Exercise objective - The required answer is every line of the data containing the word "building".

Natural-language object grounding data
[Start of section]

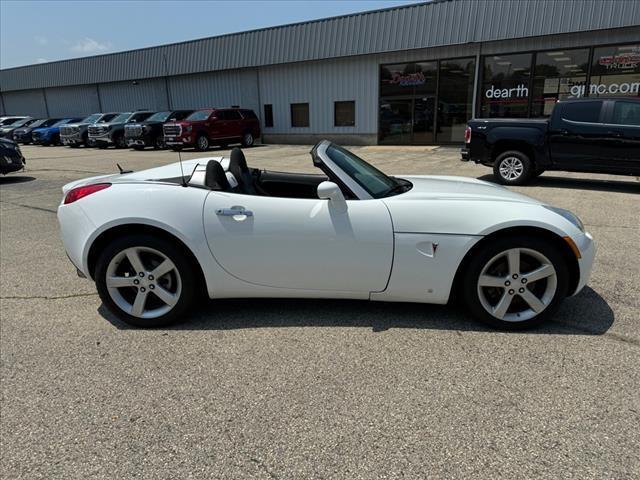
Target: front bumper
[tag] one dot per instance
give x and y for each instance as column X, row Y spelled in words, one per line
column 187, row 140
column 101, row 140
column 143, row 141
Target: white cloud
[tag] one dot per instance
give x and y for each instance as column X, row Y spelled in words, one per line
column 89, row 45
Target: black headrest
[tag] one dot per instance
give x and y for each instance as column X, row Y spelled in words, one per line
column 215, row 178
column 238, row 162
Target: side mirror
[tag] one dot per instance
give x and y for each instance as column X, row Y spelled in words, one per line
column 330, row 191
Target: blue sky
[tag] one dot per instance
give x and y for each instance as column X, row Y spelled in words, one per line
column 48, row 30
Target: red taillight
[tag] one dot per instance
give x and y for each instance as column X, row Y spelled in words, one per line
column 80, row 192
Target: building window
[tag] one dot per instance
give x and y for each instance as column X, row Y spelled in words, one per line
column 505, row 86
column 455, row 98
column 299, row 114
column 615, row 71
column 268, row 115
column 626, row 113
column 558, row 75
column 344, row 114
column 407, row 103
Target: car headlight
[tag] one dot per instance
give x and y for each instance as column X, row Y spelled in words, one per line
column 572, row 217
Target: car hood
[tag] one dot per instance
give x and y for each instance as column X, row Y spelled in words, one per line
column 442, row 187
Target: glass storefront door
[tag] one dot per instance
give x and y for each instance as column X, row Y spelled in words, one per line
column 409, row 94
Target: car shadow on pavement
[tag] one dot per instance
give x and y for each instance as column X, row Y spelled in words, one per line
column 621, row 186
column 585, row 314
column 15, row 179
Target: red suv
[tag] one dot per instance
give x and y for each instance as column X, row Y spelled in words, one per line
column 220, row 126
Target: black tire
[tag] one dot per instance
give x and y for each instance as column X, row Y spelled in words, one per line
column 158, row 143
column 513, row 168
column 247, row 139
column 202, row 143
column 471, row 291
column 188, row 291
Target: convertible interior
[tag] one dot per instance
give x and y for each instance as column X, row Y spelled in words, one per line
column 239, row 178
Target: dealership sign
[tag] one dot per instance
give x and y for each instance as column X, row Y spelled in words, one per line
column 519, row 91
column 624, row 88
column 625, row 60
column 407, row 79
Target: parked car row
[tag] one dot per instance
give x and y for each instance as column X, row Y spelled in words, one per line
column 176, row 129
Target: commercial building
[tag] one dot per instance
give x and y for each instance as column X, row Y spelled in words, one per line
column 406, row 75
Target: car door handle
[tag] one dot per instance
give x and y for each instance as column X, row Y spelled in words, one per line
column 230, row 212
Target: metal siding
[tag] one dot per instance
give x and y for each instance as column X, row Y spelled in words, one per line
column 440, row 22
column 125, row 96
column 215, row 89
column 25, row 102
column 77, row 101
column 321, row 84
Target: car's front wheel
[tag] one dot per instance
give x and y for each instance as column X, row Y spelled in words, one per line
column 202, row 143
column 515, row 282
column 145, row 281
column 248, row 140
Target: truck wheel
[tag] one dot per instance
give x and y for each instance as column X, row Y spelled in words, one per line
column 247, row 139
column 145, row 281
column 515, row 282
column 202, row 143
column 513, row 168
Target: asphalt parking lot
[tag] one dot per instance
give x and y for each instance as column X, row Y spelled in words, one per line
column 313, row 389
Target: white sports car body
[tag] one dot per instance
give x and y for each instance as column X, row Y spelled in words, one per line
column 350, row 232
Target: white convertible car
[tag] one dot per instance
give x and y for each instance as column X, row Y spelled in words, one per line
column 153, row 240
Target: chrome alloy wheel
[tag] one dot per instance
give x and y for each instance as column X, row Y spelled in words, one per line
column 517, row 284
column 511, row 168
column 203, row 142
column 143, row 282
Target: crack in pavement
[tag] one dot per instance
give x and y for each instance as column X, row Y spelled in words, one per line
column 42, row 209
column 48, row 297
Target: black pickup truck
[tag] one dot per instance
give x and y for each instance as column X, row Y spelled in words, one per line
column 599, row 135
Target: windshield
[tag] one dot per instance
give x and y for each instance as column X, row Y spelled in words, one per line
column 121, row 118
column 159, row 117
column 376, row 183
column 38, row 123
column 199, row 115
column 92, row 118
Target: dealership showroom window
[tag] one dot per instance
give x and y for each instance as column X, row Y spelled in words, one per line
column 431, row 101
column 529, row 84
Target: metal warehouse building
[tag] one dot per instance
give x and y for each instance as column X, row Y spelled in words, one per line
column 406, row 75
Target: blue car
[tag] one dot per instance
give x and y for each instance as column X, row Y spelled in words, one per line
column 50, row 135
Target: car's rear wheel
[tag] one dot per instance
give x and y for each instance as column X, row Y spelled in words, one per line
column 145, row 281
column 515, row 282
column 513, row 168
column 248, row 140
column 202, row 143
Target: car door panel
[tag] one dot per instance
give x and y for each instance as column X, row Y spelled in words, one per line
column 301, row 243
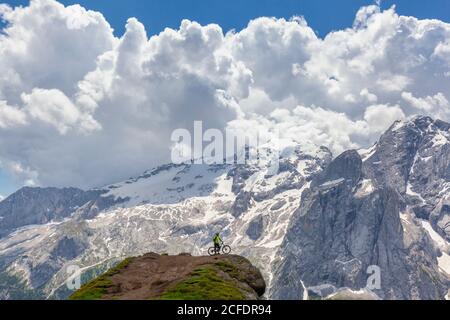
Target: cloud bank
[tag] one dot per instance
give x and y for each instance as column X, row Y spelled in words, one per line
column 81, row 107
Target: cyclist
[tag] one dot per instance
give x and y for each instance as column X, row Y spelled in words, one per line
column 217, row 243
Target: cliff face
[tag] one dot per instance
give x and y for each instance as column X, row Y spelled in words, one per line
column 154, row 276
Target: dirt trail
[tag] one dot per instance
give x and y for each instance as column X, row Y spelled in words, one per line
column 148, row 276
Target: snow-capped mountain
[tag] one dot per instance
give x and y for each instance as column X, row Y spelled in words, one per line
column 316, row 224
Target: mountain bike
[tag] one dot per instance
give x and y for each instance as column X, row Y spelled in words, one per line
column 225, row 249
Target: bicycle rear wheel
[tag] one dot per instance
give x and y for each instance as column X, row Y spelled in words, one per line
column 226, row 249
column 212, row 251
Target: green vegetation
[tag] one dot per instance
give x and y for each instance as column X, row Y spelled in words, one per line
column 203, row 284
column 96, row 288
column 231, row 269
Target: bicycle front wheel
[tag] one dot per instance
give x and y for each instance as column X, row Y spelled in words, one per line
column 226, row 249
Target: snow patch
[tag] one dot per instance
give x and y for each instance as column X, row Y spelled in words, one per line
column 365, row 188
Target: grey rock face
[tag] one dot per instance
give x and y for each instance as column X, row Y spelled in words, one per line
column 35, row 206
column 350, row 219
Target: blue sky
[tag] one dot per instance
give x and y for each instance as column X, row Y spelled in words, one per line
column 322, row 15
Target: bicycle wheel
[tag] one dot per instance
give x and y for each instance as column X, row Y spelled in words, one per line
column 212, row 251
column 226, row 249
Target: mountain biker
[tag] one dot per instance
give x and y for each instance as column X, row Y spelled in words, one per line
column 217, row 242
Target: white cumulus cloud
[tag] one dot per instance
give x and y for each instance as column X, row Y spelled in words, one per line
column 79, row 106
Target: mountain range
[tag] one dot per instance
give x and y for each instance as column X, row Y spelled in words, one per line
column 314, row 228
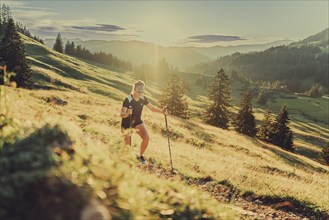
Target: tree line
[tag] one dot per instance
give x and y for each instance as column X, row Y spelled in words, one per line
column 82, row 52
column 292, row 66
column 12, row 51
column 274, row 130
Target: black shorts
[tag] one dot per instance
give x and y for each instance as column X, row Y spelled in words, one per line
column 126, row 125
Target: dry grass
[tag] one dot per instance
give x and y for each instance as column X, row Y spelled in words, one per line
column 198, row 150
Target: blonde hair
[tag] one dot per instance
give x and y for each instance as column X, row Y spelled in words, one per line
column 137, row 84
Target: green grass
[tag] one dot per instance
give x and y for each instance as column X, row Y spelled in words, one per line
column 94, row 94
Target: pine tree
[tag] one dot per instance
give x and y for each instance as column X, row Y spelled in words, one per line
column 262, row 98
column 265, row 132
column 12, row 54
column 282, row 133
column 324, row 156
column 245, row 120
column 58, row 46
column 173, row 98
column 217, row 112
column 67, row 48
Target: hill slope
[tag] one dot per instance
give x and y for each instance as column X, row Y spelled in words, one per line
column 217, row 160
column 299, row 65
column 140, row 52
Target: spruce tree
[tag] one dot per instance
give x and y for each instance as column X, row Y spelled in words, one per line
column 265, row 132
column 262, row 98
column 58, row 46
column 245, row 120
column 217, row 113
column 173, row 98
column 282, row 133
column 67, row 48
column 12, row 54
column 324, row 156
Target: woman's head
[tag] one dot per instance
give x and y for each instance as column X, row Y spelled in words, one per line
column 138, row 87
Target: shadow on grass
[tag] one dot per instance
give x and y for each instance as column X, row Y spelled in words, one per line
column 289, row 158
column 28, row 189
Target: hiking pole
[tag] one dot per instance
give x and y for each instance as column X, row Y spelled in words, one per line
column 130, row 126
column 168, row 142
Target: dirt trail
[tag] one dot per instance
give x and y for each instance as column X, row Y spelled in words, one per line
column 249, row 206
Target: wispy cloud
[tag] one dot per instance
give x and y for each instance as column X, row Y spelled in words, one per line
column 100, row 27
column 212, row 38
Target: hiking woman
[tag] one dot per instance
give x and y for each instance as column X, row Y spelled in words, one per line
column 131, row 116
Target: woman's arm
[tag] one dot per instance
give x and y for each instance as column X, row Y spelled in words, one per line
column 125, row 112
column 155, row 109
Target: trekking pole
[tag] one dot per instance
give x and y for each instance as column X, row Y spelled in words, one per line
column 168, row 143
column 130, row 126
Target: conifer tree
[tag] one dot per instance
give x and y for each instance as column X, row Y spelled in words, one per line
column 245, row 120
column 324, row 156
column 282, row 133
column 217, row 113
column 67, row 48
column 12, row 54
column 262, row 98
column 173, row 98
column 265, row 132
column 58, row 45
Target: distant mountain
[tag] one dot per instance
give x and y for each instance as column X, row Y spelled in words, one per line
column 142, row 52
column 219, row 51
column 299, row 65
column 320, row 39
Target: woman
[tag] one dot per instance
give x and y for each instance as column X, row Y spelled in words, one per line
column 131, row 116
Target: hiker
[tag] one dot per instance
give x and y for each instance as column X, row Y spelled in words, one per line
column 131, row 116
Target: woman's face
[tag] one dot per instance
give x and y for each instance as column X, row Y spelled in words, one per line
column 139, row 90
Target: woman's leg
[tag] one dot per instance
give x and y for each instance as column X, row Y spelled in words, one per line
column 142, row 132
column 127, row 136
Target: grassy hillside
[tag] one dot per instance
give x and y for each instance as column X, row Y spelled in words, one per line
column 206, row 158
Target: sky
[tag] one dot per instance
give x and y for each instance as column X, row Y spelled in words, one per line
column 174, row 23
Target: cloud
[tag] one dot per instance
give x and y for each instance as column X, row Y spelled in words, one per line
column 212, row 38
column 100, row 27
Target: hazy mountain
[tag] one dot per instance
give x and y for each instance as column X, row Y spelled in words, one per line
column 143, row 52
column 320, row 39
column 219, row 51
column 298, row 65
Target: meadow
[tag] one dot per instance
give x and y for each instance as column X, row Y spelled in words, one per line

[End of section]

Response -
Target: building window
Target: commercial building
Target: metal warehouse building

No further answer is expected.